Polecenie do wykonania ▸ Zwróć wszystkie wiersze rekordów, w których występuje ciąg „water”. Wielkość liter ma znaczenie.

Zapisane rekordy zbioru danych
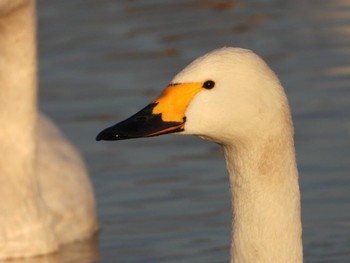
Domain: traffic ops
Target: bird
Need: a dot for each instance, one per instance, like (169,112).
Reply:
(230,96)
(46,196)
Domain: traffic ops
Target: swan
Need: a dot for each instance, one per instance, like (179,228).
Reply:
(231,97)
(46,196)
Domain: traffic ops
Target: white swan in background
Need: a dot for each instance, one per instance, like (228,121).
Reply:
(230,96)
(46,196)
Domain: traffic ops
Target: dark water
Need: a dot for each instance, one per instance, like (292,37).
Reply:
(167,199)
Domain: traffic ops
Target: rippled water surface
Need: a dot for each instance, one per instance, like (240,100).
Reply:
(167,199)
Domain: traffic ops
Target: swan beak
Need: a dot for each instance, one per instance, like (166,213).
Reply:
(142,124)
(164,115)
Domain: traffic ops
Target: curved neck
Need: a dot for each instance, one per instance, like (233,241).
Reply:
(265,200)
(17,99)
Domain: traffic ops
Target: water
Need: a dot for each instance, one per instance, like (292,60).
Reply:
(167,199)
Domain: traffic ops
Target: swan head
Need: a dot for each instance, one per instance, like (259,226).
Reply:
(226,95)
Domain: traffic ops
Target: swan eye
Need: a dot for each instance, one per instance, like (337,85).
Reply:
(209,84)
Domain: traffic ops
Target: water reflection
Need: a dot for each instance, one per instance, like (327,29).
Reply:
(167,200)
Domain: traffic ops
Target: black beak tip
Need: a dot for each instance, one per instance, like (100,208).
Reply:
(107,135)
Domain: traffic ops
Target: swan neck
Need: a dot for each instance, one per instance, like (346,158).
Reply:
(18,97)
(265,200)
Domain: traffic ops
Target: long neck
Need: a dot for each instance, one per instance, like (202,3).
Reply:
(22,210)
(265,200)
(18,89)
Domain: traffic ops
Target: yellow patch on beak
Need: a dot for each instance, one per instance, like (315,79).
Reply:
(173,102)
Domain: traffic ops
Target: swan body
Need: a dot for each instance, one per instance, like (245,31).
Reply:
(231,97)
(46,196)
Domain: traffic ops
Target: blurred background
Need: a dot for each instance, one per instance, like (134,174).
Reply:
(167,199)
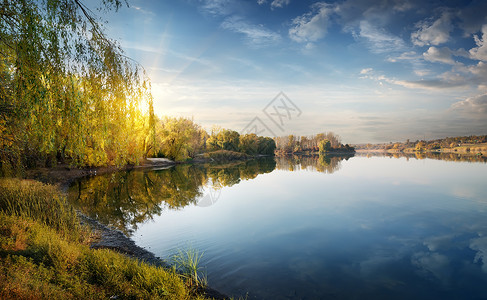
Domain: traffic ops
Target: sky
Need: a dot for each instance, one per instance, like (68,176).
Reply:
(367,70)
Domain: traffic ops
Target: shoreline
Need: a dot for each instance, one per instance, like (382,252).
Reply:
(109,238)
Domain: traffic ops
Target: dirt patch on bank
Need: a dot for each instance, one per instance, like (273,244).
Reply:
(109,238)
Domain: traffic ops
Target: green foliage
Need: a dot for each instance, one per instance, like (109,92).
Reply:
(225,155)
(324,146)
(179,138)
(40,259)
(187,262)
(67,90)
(223,139)
(292,144)
(43,203)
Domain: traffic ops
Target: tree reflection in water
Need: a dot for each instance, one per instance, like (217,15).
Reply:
(124,199)
(320,163)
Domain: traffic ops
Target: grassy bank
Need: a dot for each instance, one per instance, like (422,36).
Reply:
(45,254)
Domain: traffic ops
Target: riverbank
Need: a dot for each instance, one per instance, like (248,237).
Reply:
(107,238)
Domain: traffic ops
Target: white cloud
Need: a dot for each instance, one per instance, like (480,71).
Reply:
(280,3)
(476,105)
(311,26)
(217,7)
(480,52)
(435,54)
(434,33)
(409,55)
(480,72)
(257,35)
(380,41)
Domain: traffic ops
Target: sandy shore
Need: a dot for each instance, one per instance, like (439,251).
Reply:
(63,176)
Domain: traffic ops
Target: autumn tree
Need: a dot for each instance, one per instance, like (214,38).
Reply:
(67,89)
(324,146)
(179,138)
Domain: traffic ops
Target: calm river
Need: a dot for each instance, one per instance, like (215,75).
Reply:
(311,227)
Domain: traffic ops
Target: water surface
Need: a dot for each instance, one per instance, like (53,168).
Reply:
(311,227)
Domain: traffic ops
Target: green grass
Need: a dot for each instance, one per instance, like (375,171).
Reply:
(187,263)
(45,254)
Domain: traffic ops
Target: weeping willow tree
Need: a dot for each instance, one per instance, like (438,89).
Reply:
(67,89)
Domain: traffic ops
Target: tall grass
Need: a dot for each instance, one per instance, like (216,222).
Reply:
(40,259)
(187,262)
(37,201)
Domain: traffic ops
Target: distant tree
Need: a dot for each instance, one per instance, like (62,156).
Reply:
(420,146)
(324,146)
(249,143)
(179,138)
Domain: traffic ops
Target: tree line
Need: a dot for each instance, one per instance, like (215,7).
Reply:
(422,145)
(69,94)
(182,138)
(321,142)
(67,90)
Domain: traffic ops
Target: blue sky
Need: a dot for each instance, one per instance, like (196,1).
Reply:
(368,70)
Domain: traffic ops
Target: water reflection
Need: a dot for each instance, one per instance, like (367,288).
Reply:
(424,155)
(124,199)
(320,163)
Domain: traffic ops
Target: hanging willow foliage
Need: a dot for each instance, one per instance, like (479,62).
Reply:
(67,90)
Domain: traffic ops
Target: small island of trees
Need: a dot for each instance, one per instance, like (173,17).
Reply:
(327,142)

Odpowiedź na zadanie ▸
Target: dark water
Target: rippled water surface
Target: water
Target: water reflection
Target: tree reflection in water
Target: water surface
Target: water reflection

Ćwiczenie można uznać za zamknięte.